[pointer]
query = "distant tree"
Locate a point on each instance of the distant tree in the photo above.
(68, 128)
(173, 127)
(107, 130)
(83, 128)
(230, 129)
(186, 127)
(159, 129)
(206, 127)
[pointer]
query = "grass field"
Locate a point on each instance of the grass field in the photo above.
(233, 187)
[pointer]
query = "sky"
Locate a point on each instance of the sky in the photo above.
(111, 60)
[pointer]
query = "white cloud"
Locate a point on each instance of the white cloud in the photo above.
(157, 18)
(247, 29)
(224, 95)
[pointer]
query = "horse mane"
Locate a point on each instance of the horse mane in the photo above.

Job
Output every line of the items above as a JSON list of strings, one string per line, with blank lines left out.

The reply
[
  "[pointer]",
  "query = \"distant tree\"",
  "Locate a point on each instance of the distant tree in the photo above.",
  "(68, 128)",
  "(173, 127)",
  "(107, 130)",
  "(83, 128)",
  "(230, 129)",
  "(186, 127)",
  "(159, 129)",
  "(206, 127)",
  "[pointer]",
  "query = \"grass field\"",
  "Locate a point on each instance of the grass field in the photo above.",
  "(233, 187)",
  "[pointer]",
  "query = \"sky\"",
  "Locate a point on each instance of the sky in the photo above.",
  "(111, 60)",
  "[pointer]",
  "query = \"white cloud\"",
  "Locate a point on each instance of the white cloud in the photo above.",
  "(157, 18)",
  "(247, 29)",
  "(224, 95)",
  "[pointer]",
  "query = \"horse mane\"",
  "Locate a point on each instance of the horse mane in the photo above."
]